===== Selected extract =====

You may already know this, but Gunnars are essentially Waterfords (made in the same factory buy the same workers), just with less 'finish' work. The paint process is exactly the same (I know this because I inquired - might still have the email response if you're interested). 

Also, for about $375 more they'll do custom. Might be a consideration of you wanted to duplicate the Roubaix. All things considered, I think a buyer would be hard pressed to beat a Gunnar for the price.


----------



## CEARACING (Sep 5, 2011)

gtpharr said:


> I was looking at Spec website and noticed that Tarmac SL4 Pro frame shows a price of $3000 while the Roubaix SL3 Pro frame is listed at $2200.
> 
> If you buy a complete Pro level bike the price for Tarmac Pro and Roubaix Pro is the same at $5300-$5500.
> 
> ...


I dont understand too, the roubaix must be more expensive because of the zertz insertions


----------



## BikerNutz77 (Sep 10, 2011)

gtpharr said:


> Thanks for all the replies. I figured it was one of the following 3 options:
> 
> 1. Price error on one of the 2 Pro level frames
> 2. Spesh is offering a better deal on the Tarmac Pro bike than they are on the Roubaix Pro bike
> ...


I actually considered the same reasoning and purchased the Roubaix Frame. Why pay $5300 for a factory assembled bike when I could do it for less that $4k. I really wanted the Tarmac, but wasn't again going to pay $5200 for the factory product and $3k for the frame was just outside my price point.

=====

• Problems:
a) Answer these questions using the bike-pricing thread:
(i) How much more does the first post say Gunnar charges for a custom build?
(ii) What price is the Tarmac SL4 Pro frame shown at on the Spec website?
(iii) Which frame did BikerNutz77 buy?
b) Rewrite the stretch of the bike-pricing thread from "Also, for about" through "for the price.", replacing "buyer" with "shopper".

===== Recorded information =====

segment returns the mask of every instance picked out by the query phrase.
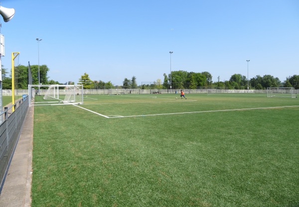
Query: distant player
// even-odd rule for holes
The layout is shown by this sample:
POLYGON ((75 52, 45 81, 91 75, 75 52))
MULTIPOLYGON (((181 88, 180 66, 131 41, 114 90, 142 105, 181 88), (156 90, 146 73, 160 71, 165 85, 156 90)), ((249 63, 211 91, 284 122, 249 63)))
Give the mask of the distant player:
POLYGON ((187 98, 185 97, 185 94, 184 93, 184 91, 182 90, 181 90, 181 99, 183 98, 183 97, 185 98, 185 99, 187 99, 187 98))

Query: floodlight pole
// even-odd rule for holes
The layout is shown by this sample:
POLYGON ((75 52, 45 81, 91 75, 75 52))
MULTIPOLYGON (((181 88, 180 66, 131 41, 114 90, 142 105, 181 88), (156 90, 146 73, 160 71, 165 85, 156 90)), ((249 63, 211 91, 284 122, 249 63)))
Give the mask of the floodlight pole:
POLYGON ((39 94, 39 93, 40 93, 40 86, 39 86, 40 85, 40 79, 39 77, 39 42, 42 40, 42 39, 40 39, 38 38, 37 38, 36 39, 37 40, 37 51, 38 53, 38 94, 39 94))
POLYGON ((246 60, 247 61, 247 93, 249 93, 249 79, 248 79, 248 62, 250 60, 246 60))
POLYGON ((171 54, 173 53, 173 52, 169 52, 169 54, 170 54, 170 93, 172 93, 172 90, 171 90, 171 54))

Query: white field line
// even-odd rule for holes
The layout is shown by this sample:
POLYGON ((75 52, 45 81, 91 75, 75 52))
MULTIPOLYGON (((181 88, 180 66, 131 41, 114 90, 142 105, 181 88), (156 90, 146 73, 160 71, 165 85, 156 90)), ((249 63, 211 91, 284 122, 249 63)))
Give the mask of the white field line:
POLYGON ((75 104, 73 104, 73 105, 74 106, 77 106, 77 107, 81 108, 81 109, 83 109, 86 110, 87 110, 87 111, 89 111, 89 112, 92 112, 92 113, 94 113, 94 114, 97 114, 97 115, 98 115, 102 116, 103 116, 103 117, 106 117, 106 118, 110 118, 110 117, 108 117, 108 116, 105 116, 105 115, 103 115, 103 114, 99 114, 99 113, 97 113, 97 112, 94 112, 94 111, 93 111, 90 110, 89 110, 89 109, 86 109, 86 108, 85 108, 81 107, 81 106, 78 106, 78 105, 75 105, 75 104))
MULTIPOLYGON (((172 100, 172 99, 171 99, 172 100)), ((180 99, 179 99, 180 100, 180 99)), ((176 101, 155 101, 154 102, 153 102, 152 101, 144 101, 144 102, 126 102, 126 103, 123 103, 123 102, 116 102, 116 103, 96 103, 96 104, 84 104, 84 105, 101 105, 101 104, 132 104, 132 103, 162 103, 162 102, 177 102, 178 101, 179 101, 179 100, 178 99, 177 100, 176 100, 176 101)), ((183 100, 182 100, 182 101, 183 101, 184 102, 189 102, 189 101, 197 101, 196 100, 185 100, 184 99, 183 100)))
POLYGON ((98 100, 96 98, 88 98, 88 97, 83 97, 83 99, 86 98, 87 99, 93 99, 93 100, 98 100))
POLYGON ((243 111, 247 110, 255 110, 255 109, 275 109, 280 108, 287 108, 287 107, 298 107, 299 106, 276 106, 272 107, 262 107, 262 108, 250 108, 246 109, 225 109, 225 110, 218 110, 213 111, 193 111, 190 112, 179 112, 179 113, 170 113, 167 114, 148 114, 143 115, 134 115, 134 116, 118 116, 114 117, 108 117, 110 118, 124 118, 124 117, 145 117, 149 116, 159 116, 159 115, 173 115, 173 114, 192 114, 195 113, 207 113, 207 112, 216 112, 219 111, 243 111))

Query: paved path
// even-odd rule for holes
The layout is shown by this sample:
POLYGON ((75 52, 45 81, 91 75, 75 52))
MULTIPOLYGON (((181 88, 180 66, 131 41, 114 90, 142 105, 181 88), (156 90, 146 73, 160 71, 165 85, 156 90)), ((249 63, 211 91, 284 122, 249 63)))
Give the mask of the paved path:
POLYGON ((2 192, 0 207, 30 207, 34 107, 29 106, 2 192))

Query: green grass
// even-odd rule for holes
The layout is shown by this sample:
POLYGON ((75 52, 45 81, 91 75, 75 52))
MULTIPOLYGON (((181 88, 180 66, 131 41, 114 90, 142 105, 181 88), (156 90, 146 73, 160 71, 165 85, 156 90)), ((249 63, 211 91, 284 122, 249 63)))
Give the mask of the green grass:
MULTIPOLYGON (((2 106, 3 107, 6 105, 11 103, 11 96, 2 96, 2 106)), ((14 101, 16 101, 19 98, 20 98, 22 96, 15 96, 14 101)))
POLYGON ((115 118, 35 106, 32 207, 299 205, 299 107, 219 111, 298 99, 186 96, 88 95, 79 105, 115 118))

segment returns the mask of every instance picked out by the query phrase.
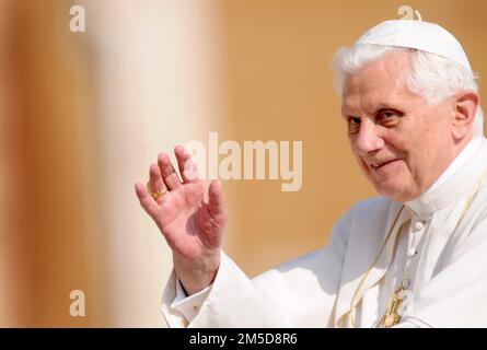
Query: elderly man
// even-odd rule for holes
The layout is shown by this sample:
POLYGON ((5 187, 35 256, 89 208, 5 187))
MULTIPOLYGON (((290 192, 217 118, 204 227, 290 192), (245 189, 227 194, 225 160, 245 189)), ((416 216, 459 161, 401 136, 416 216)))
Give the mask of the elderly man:
POLYGON ((334 59, 351 151, 381 195, 324 249, 250 280, 220 247, 220 184, 167 155, 136 192, 173 250, 174 327, 487 326, 487 141, 475 77, 439 25, 386 21, 334 59))

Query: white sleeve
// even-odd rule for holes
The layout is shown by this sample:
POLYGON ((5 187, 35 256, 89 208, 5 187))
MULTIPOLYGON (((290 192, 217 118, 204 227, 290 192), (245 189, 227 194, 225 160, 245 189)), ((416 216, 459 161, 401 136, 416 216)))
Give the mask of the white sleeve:
POLYGON ((198 293, 187 296, 184 292, 183 285, 181 285, 179 280, 176 279, 176 298, 171 303, 171 308, 179 312, 186 318, 186 320, 190 323, 198 314, 210 291, 211 285, 205 288, 198 293))

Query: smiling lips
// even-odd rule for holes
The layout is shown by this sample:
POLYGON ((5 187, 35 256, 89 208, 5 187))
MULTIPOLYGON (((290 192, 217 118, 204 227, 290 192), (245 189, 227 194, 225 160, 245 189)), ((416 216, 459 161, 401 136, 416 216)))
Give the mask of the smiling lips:
POLYGON ((378 170, 378 168, 380 168, 380 167, 382 167, 384 165, 387 165, 387 164, 390 164, 392 162, 395 162, 395 161, 397 161, 397 160, 386 161, 386 162, 383 162, 383 163, 371 163, 371 164, 369 164, 369 166, 372 167, 373 170, 378 170))

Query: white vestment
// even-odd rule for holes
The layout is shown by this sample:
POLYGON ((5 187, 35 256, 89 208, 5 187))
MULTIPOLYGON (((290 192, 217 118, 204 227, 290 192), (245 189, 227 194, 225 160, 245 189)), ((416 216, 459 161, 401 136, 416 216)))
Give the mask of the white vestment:
POLYGON ((402 211, 384 197, 359 202, 336 222, 325 248, 255 279, 222 254, 213 284, 175 301, 173 272, 162 302, 167 324, 374 327, 407 279, 411 299, 397 326, 487 327, 487 140, 472 144, 447 178, 402 211))

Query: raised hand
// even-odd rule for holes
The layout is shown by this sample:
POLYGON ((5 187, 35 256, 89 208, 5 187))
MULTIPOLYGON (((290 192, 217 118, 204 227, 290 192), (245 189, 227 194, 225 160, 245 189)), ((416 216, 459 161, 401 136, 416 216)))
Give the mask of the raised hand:
POLYGON ((150 166, 148 185, 136 184, 136 194, 173 250, 174 269, 190 295, 217 275, 228 212, 220 182, 213 180, 205 192, 184 148, 176 147, 174 154, 183 182, 167 154, 161 153, 150 166))

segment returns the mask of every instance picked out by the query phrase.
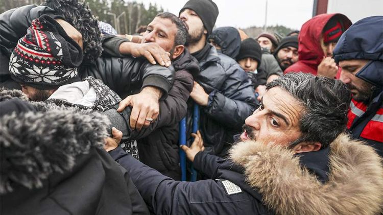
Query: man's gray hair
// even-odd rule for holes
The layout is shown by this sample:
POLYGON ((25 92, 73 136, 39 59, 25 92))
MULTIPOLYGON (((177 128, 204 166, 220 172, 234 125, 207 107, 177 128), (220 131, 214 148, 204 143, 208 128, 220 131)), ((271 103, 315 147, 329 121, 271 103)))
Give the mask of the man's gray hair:
POLYGON ((171 13, 165 12, 160 13, 156 16, 156 17, 169 19, 177 27, 177 33, 174 37, 174 45, 184 45, 187 38, 187 29, 185 23, 177 16, 171 13))
POLYGON ((299 119, 302 136, 292 146, 303 141, 319 142, 327 147, 347 123, 351 93, 341 81, 302 73, 290 73, 268 83, 266 90, 280 87, 304 108, 299 119))

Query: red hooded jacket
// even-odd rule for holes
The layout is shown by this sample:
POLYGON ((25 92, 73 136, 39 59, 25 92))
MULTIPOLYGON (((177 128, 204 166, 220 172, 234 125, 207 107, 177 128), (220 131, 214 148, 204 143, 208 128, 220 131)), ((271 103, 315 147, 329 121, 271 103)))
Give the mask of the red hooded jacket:
MULTIPOLYGON (((301 29, 298 36, 299 60, 285 69, 284 73, 302 71, 317 75, 318 66, 325 56, 321 47, 321 37, 325 26, 333 16, 337 16, 342 21, 344 31, 352 24, 346 16, 340 13, 323 14, 314 16, 306 21, 301 29)), ((339 78, 341 70, 338 70, 337 79, 339 78)))

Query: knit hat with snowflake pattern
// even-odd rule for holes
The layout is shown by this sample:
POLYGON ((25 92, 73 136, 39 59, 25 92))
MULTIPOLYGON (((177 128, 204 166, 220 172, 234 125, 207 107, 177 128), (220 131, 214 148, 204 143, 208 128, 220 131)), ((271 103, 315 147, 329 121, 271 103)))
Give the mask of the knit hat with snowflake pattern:
POLYGON ((43 15, 32 21, 11 55, 9 71, 16 82, 55 89, 80 80, 81 48, 55 19, 43 15))

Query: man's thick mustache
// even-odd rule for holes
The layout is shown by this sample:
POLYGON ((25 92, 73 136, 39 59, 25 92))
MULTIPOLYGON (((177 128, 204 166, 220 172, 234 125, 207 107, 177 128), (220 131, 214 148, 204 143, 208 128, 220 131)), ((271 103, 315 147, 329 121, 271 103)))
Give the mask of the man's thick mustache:
POLYGON ((254 134, 254 129, 252 128, 246 124, 244 124, 244 125, 242 126, 242 129, 244 131, 246 130, 247 136, 250 137, 250 139, 253 140, 255 140, 256 139, 255 135, 254 134))

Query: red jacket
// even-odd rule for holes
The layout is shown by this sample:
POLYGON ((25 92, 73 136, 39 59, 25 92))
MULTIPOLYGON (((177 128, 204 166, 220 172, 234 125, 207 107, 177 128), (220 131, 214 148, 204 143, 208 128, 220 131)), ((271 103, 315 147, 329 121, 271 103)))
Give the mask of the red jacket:
MULTIPOLYGON (((325 54, 321 47, 322 32, 328 20, 334 16, 338 16, 343 21, 345 30, 352 25, 346 16, 340 13, 323 14, 314 16, 306 21, 301 29, 298 36, 299 56, 298 62, 285 69, 284 73, 302 71, 317 75, 318 66, 321 63, 325 54)), ((341 74, 338 70, 337 78, 341 74)))

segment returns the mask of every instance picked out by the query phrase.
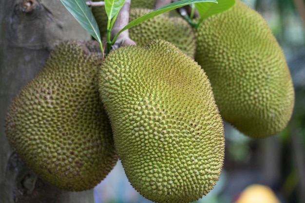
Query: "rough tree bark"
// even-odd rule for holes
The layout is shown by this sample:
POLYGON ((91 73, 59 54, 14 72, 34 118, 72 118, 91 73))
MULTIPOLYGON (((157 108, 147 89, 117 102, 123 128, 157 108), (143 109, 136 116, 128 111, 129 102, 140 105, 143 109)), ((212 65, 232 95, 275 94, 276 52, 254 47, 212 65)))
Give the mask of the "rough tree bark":
POLYGON ((0 0, 0 202, 93 203, 93 191, 69 192, 44 182, 10 147, 4 133, 8 107, 42 67, 57 40, 90 36, 59 0, 0 0))

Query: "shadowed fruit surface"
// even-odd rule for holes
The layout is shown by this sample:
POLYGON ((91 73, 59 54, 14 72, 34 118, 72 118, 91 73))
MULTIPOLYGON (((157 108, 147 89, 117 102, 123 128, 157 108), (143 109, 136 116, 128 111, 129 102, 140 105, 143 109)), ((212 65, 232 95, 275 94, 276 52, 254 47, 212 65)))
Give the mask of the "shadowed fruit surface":
MULTIPOLYGON (((130 11, 131 21, 152 11, 133 8, 130 11)), ((137 45, 145 46, 153 39, 163 39, 177 46, 187 55, 194 57, 196 49, 195 34, 191 26, 180 17, 161 15, 150 18, 129 29, 129 37, 137 45)))
POLYGON ((127 177, 145 198, 187 203, 208 193, 223 166, 222 120, 210 81, 168 42, 111 52, 99 90, 127 177))
POLYGON ((210 81, 223 118, 252 137, 283 129, 294 92, 283 51, 263 17, 237 0, 195 34, 195 59, 210 81))
POLYGON ((87 42, 64 41, 10 107, 6 133, 18 154, 56 186, 93 188, 117 160, 99 99, 101 55, 87 42))

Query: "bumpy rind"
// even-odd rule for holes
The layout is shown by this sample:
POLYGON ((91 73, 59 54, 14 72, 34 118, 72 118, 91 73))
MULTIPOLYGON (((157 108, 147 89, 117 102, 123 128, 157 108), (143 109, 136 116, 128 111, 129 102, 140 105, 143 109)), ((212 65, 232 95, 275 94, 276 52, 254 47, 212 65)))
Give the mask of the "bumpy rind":
MULTIPOLYGON (((132 9, 130 21, 152 11, 143 8, 132 9)), ((195 34, 191 26, 181 18, 159 15, 133 27, 129 31, 129 37, 137 45, 145 46, 153 39, 163 39, 174 45, 190 57, 194 57, 195 34)))
POLYGON ((195 33, 195 59, 210 81, 222 117, 255 137, 285 128, 294 92, 283 51, 263 17, 237 0, 195 33))
POLYGON ((99 98, 101 63, 101 55, 91 53, 84 43, 62 42, 8 111, 11 145, 39 176, 60 188, 93 188, 117 159, 99 98))
POLYGON ((222 120, 200 66, 168 42, 122 47, 103 63, 99 90, 133 186, 158 203, 208 193, 224 154, 222 120))

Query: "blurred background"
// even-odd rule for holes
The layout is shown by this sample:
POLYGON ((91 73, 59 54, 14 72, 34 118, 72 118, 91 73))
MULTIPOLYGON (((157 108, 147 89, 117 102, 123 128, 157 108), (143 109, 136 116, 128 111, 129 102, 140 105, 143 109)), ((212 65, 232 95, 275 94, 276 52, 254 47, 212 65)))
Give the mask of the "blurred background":
MULTIPOLYGON (((271 188, 281 203, 305 203, 305 0, 243 1, 264 17, 284 51, 295 87, 294 112, 284 130, 263 139, 246 137, 225 123, 221 176, 196 202, 233 203, 247 186, 261 184, 271 188)), ((131 185, 119 162, 95 187, 95 203, 152 203, 131 185)))

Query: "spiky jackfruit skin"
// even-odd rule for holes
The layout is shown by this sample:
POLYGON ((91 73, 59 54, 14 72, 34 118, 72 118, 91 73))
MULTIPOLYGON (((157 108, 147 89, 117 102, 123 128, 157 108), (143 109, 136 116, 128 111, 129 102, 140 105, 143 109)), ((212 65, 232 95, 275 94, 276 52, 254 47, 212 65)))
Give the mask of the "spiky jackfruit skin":
MULTIPOLYGON (((100 0, 94 0, 93 1, 100 1, 100 0)), ((145 8, 152 9, 154 7, 154 0, 132 0, 130 4, 130 8, 145 8)), ((101 36, 105 36, 107 33, 108 20, 105 7, 93 7, 92 11, 98 25, 101 36)))
POLYGON ((195 60, 210 81, 223 118, 255 137, 285 128, 294 92, 283 51, 263 17, 236 0, 195 33, 195 60))
MULTIPOLYGON (((134 8, 130 11, 132 21, 152 11, 148 9, 134 8)), ((194 57, 196 42, 191 26, 179 17, 169 15, 156 16, 129 29, 129 37, 137 45, 145 46, 153 39, 163 39, 175 45, 188 55, 194 57)))
POLYGON ((99 98, 101 55, 63 42, 19 92, 6 120, 7 137, 23 161, 62 189, 91 189, 115 164, 111 127, 99 98))
POLYGON ((132 185, 158 203, 208 193, 224 159, 222 120, 210 82, 169 42, 113 51, 99 77, 114 146, 132 185))

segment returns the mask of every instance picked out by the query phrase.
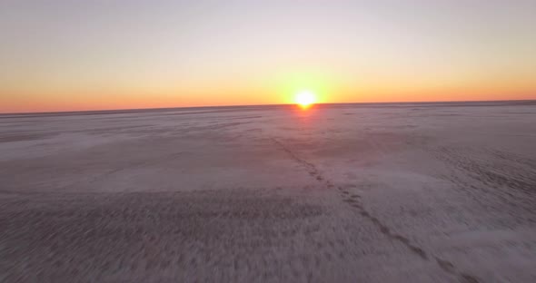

=====

• Per-task answers:
a)
(i) About $375 more.
(ii) $3000.
(iii) The Roubaix frame.

b)
Also, for about $375 more they'll do custom. Might be a consideration of you wanted to duplicate the Roubaix. All things considered, I think a shopper would be hard pressed to beat a Gunnar for the price.